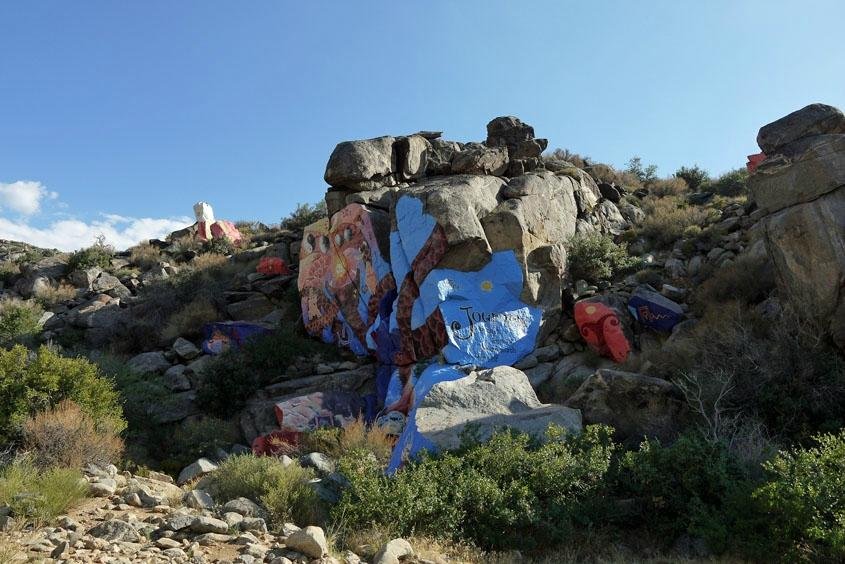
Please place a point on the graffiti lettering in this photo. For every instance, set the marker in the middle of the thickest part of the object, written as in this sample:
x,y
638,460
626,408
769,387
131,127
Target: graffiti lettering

_Short exercise_
Could you write out every item above verbatim, without the pictures?

_Result_
Please place a point on the graffiti lettering in this photo. For every instance, set the marker in the middle of the thickest part of the object, written as in this sample:
x,y
638,460
626,408
769,387
131,127
Target: graffiti lettering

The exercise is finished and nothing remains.